SELECTED EXTRACT:

Steph: I enjoy a lot of cheese, meat, including fish dredged in almond flour and different herbs, tomatoes with balsamic vinegar, vegetables, salads, avocados, anything involving coconut, lots of yogurt with nuts (and some reduced-sugar jam mixed in), I LOVE the Wheat Free Market foods muffin mixes, and I eat a lot of pasta sauce or pesto with meat but I just put it over zucchini instead of pasta. (At first I was trying to “noodle” it with a spiral vegetable slicer, but now don’t even bother. Who cares what shape it is? Sliced rounds of zucchini work in place of pasta just as well as “zoodles.”)

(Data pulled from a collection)
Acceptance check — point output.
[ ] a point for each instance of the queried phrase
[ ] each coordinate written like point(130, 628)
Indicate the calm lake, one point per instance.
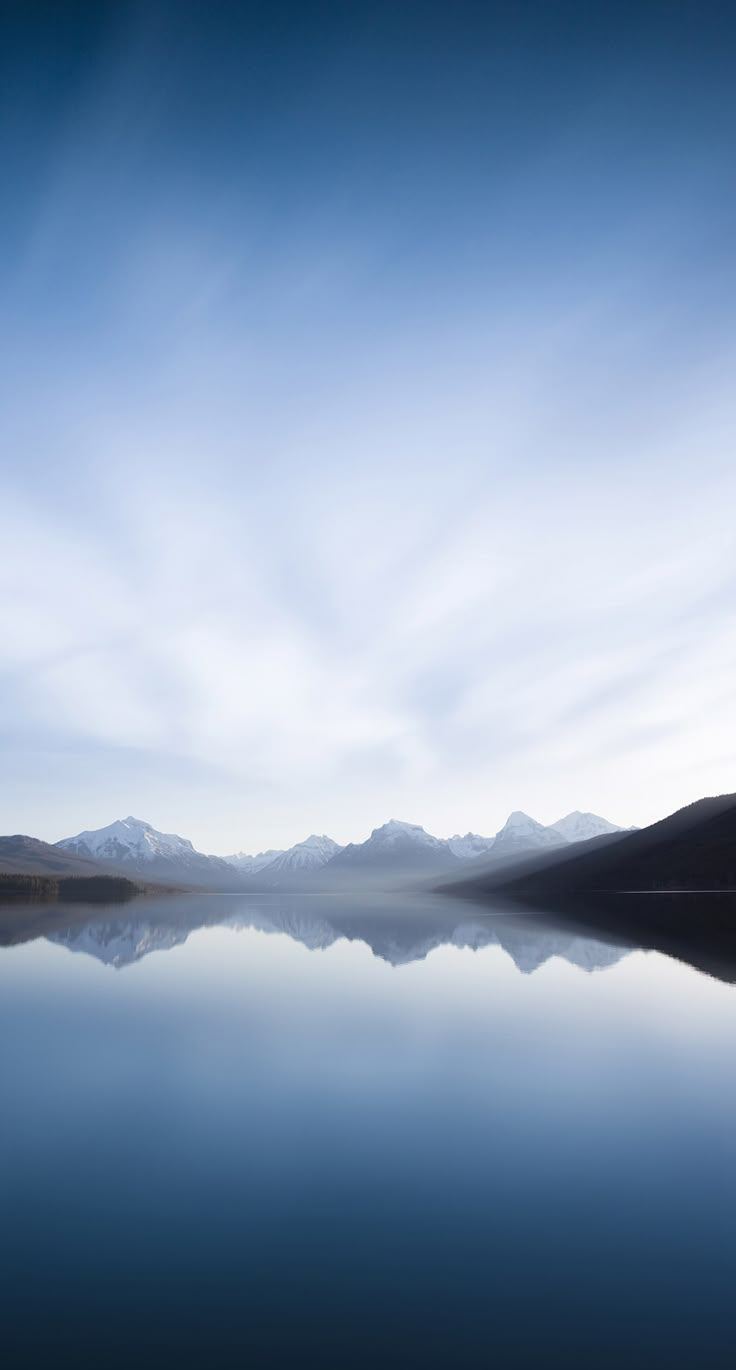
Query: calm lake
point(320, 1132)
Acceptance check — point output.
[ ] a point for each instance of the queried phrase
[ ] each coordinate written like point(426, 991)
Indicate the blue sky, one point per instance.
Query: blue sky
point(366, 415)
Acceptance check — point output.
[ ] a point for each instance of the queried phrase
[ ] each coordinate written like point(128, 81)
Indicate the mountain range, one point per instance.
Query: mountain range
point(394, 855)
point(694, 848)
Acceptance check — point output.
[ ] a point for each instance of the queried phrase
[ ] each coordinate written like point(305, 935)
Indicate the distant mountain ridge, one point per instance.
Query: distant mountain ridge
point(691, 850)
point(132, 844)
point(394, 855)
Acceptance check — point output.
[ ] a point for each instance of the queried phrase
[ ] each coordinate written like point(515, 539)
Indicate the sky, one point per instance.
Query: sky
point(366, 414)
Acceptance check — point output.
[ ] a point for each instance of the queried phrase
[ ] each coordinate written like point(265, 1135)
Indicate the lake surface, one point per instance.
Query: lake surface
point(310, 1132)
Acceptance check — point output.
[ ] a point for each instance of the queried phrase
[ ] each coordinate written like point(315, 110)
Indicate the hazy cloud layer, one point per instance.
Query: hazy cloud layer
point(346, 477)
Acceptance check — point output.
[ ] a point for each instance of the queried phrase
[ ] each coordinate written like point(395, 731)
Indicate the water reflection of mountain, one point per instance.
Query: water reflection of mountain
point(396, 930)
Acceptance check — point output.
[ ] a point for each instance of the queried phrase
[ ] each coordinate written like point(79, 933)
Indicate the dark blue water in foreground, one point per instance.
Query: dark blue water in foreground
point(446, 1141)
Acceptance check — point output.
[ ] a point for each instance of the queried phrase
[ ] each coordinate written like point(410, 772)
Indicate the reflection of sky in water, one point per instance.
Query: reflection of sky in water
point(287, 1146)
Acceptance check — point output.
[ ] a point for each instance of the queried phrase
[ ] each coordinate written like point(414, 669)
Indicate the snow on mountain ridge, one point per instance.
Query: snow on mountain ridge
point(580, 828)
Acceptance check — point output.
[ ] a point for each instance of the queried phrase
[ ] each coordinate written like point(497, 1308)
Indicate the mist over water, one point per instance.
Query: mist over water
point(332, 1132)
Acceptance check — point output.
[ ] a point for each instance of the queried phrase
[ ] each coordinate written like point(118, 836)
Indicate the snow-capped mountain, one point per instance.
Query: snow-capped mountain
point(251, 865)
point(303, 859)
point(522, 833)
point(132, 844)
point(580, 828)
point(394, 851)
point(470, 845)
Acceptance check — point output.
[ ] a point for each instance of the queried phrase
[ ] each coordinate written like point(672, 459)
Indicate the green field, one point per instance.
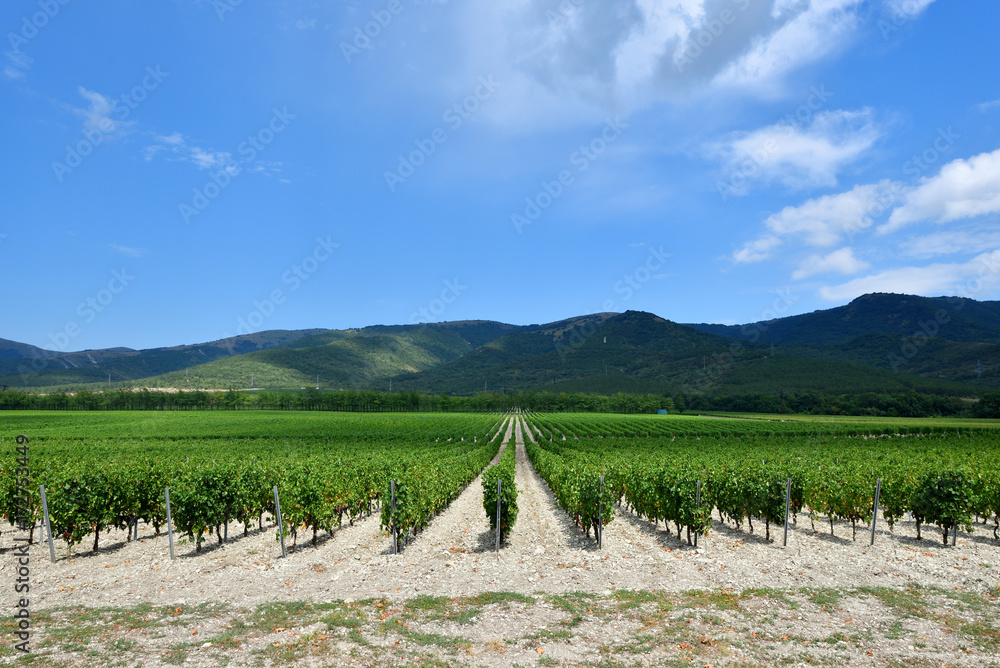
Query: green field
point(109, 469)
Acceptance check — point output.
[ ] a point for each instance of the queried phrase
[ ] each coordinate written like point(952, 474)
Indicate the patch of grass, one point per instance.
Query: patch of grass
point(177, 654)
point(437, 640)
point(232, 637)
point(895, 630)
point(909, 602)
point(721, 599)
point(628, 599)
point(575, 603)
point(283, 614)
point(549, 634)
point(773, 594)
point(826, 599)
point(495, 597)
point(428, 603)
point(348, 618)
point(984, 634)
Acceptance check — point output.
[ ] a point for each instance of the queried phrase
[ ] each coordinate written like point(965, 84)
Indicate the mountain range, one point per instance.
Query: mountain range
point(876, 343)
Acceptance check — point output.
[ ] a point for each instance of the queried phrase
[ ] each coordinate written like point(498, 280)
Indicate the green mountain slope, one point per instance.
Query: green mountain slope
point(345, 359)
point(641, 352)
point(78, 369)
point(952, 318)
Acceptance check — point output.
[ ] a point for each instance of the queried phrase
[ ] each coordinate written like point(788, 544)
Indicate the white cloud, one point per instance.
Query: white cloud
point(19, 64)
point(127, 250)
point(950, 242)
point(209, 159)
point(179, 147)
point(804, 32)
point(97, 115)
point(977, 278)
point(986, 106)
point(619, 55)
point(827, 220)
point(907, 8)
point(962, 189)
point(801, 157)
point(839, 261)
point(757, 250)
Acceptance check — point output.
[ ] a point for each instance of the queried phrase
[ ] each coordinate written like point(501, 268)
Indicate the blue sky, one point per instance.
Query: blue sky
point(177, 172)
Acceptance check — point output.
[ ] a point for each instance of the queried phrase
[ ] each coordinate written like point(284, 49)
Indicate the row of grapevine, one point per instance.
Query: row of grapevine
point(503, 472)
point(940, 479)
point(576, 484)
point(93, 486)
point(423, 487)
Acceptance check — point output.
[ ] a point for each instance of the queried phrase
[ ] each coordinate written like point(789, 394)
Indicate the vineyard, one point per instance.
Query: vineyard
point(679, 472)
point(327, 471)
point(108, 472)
...
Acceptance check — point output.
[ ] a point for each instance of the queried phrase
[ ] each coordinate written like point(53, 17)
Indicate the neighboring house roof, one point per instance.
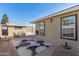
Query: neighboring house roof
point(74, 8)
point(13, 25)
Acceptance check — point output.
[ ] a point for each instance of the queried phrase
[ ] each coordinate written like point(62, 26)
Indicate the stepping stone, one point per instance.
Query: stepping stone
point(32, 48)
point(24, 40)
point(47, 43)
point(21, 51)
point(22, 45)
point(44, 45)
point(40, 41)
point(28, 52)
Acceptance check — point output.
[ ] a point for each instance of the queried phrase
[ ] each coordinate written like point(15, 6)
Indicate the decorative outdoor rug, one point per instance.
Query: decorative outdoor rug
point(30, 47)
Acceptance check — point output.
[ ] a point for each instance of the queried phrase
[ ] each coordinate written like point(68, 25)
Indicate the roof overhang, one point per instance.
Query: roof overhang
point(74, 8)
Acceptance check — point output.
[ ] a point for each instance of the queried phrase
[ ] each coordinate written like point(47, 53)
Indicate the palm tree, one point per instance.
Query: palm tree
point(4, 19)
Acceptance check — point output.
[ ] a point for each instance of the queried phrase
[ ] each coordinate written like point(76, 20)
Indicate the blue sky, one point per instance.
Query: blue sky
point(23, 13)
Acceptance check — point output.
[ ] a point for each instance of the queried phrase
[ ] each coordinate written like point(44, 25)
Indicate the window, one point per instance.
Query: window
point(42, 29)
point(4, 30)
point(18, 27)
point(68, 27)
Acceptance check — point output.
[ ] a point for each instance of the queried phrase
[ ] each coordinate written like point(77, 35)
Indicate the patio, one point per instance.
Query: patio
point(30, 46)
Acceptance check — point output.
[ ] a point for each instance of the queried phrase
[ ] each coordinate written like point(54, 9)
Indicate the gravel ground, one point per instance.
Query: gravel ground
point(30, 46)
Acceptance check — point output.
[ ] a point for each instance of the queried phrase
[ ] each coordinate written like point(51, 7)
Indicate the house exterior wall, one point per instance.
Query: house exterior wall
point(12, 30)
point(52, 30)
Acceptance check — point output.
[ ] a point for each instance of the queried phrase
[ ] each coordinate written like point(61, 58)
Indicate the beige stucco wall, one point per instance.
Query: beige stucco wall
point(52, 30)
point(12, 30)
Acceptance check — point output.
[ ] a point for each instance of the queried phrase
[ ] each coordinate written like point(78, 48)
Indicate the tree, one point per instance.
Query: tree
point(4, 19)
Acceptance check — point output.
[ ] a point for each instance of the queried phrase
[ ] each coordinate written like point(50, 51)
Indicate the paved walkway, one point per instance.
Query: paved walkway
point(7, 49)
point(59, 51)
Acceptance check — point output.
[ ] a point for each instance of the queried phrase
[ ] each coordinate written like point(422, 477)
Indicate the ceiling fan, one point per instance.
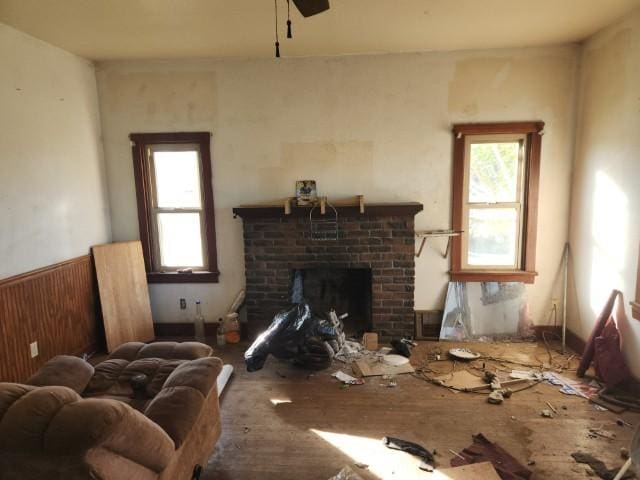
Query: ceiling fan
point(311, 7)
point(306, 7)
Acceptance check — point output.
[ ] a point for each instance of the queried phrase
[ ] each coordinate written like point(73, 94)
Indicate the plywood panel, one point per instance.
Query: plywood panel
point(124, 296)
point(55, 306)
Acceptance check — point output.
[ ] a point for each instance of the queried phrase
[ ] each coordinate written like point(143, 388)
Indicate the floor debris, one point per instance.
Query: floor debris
...
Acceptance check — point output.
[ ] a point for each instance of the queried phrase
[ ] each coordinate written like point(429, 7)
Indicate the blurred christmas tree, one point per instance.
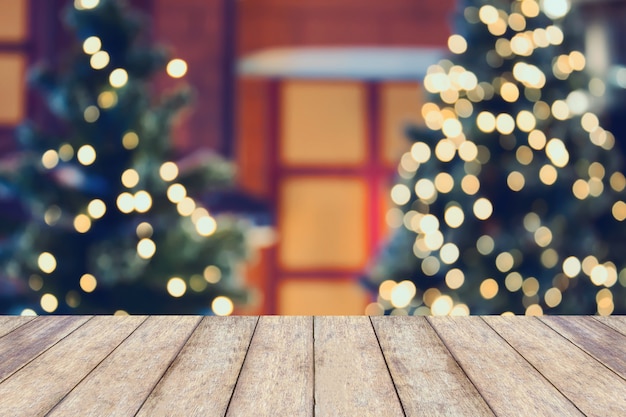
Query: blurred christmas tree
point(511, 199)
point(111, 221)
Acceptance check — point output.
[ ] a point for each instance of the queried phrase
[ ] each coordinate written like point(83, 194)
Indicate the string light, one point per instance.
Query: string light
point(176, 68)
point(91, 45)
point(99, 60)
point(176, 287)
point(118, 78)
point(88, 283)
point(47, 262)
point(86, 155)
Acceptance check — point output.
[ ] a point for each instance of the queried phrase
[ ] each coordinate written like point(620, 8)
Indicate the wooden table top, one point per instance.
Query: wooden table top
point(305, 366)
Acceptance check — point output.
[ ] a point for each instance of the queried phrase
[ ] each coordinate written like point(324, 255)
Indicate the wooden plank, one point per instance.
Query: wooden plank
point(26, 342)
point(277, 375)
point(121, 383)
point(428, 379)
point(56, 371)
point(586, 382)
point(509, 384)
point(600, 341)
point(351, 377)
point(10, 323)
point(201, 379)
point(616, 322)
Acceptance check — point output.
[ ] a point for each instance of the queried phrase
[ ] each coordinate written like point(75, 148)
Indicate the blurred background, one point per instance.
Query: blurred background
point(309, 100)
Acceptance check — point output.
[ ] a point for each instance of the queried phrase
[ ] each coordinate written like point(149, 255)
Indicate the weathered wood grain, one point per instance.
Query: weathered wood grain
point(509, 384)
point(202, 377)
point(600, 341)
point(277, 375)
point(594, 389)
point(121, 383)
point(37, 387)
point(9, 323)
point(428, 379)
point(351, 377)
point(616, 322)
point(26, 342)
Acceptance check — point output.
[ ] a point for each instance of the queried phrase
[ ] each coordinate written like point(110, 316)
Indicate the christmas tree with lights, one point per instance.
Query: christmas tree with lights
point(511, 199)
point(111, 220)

WHAT YOU SHOULD DO: In the excerpt about Steph's meals, what does Steph put pasta sauce or pesto over in place of pasta? These entries have nothing to do with the excerpt.

RESULT OF THIS EXERCISE: Zucchini